WHAT IS BEING ASKED: Could you write out the whole listing below word for word, leaving out the picture?

start ROWS

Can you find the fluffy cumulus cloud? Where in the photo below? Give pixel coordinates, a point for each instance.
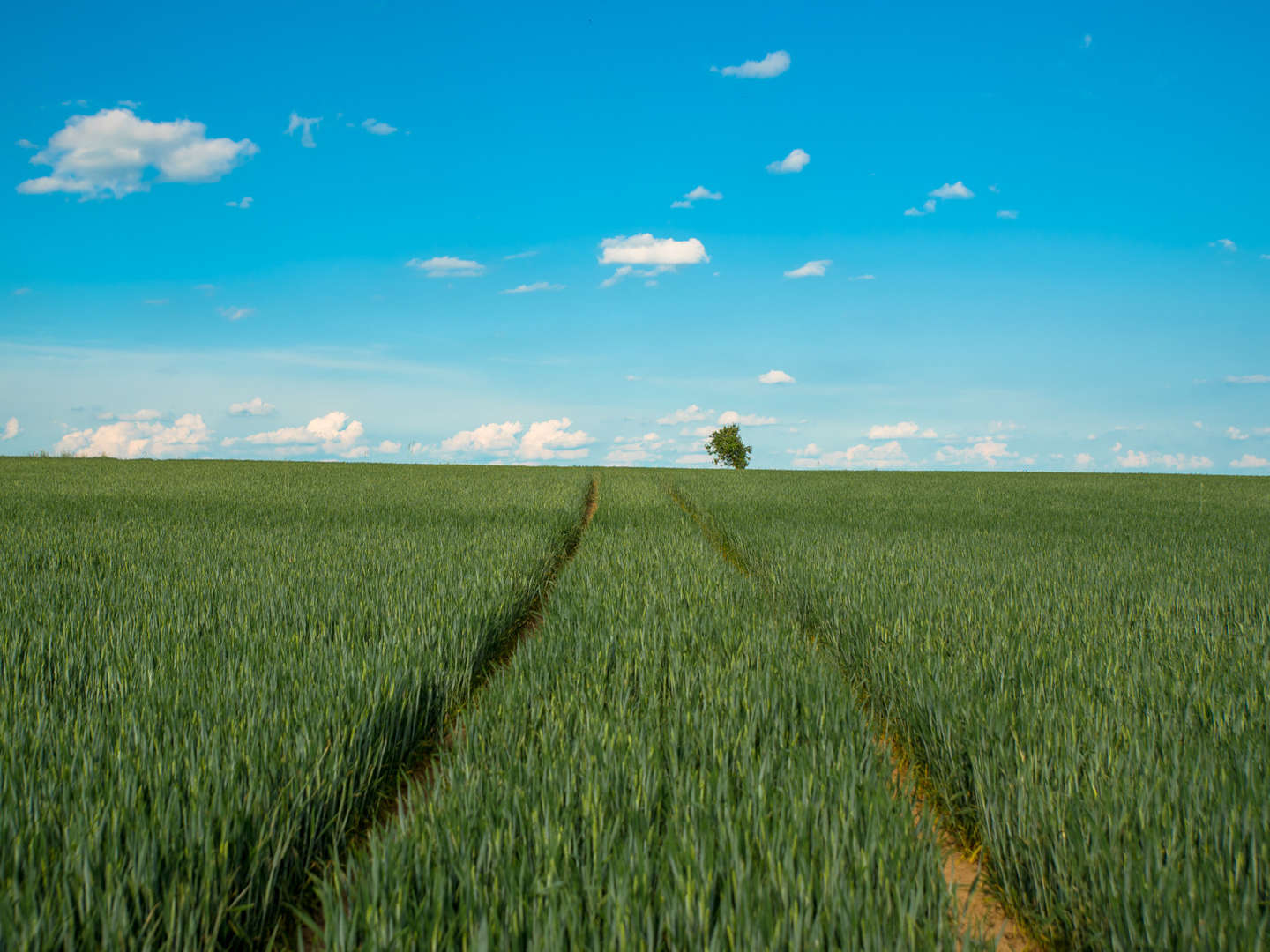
(957, 190)
(895, 430)
(256, 406)
(646, 256)
(333, 433)
(771, 65)
(447, 267)
(305, 126)
(775, 377)
(129, 439)
(494, 438)
(530, 288)
(793, 163)
(811, 270)
(698, 195)
(863, 456)
(983, 450)
(689, 414)
(927, 208)
(1138, 460)
(730, 417)
(116, 153)
(545, 439)
(1244, 462)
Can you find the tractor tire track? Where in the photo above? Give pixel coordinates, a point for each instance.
(417, 777)
(977, 913)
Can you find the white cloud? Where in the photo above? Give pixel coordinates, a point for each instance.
(895, 430)
(550, 439)
(957, 190)
(983, 450)
(729, 417)
(109, 152)
(698, 195)
(661, 254)
(1244, 462)
(534, 286)
(496, 438)
(130, 441)
(305, 126)
(794, 161)
(334, 433)
(687, 414)
(646, 249)
(447, 267)
(138, 417)
(256, 406)
(1138, 460)
(862, 456)
(767, 68)
(811, 270)
(775, 377)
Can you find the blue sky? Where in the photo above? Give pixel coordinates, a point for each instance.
(1088, 291)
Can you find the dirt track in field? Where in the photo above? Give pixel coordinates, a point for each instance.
(975, 911)
(417, 778)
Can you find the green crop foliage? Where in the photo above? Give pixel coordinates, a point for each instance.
(1080, 666)
(667, 763)
(208, 673)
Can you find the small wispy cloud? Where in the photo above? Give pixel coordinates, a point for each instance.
(767, 68)
(811, 270)
(793, 163)
(447, 267)
(534, 286)
(698, 195)
(306, 129)
(957, 190)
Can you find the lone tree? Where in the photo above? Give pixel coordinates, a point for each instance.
(727, 449)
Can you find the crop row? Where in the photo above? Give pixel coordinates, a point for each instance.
(1079, 664)
(666, 764)
(208, 673)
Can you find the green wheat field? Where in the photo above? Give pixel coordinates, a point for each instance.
(672, 724)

end ROWS

WRITTEN SOLUTION:
Can you find the fluffy cumulus cloud? Where in the photo below? Give pixel coordinates, a point for each instance.
(957, 190)
(895, 430)
(256, 406)
(646, 256)
(333, 433)
(771, 65)
(447, 267)
(305, 126)
(775, 377)
(129, 439)
(494, 438)
(530, 288)
(793, 163)
(811, 270)
(698, 195)
(863, 456)
(983, 450)
(689, 414)
(927, 208)
(1138, 460)
(730, 417)
(116, 153)
(545, 439)
(1244, 462)
Can you find the tractor tire track? Where in the photo above? Give pixel coordinates, a point for each instance.
(417, 777)
(977, 913)
Can you find the white cloud? Where in the photo above? Give pixel coordinates, a point for each instance.
(895, 430)
(550, 439)
(957, 190)
(983, 450)
(729, 417)
(109, 152)
(698, 195)
(661, 254)
(1244, 462)
(534, 286)
(496, 438)
(130, 441)
(305, 126)
(794, 161)
(334, 433)
(687, 414)
(646, 249)
(447, 267)
(138, 417)
(256, 406)
(1138, 460)
(862, 456)
(767, 68)
(811, 270)
(775, 377)
Can you find the blue sky? Where in the photo above? Give pixel coordinates, a point for each instance.
(1088, 291)
Can you find the dirt track in field? Where in the photo above? Give pixel coordinates, a point for each instance.
(975, 911)
(417, 778)
Can you find the green crop foliage? Where in the photo above? Give pixel coordinates, a point for each instance.
(1080, 666)
(667, 763)
(208, 673)
Can you find the small wispy cloud? Where in the photo above? Give pixel coordinates, a point for each instance.
(767, 68)
(811, 270)
(793, 163)
(447, 267)
(534, 286)
(698, 195)
(306, 129)
(957, 190)
Can you find the lone tree? Where in the photo above? Give pixel coordinates, a point for each instance.
(727, 449)
Can you find the crop row? Where in the photo above? Give pixel coordinates, a point for each instance.
(1079, 664)
(666, 764)
(208, 673)
Can you find the green wheat field? Where in the photo above? Give pixel coordinates, a point for each instance.
(672, 724)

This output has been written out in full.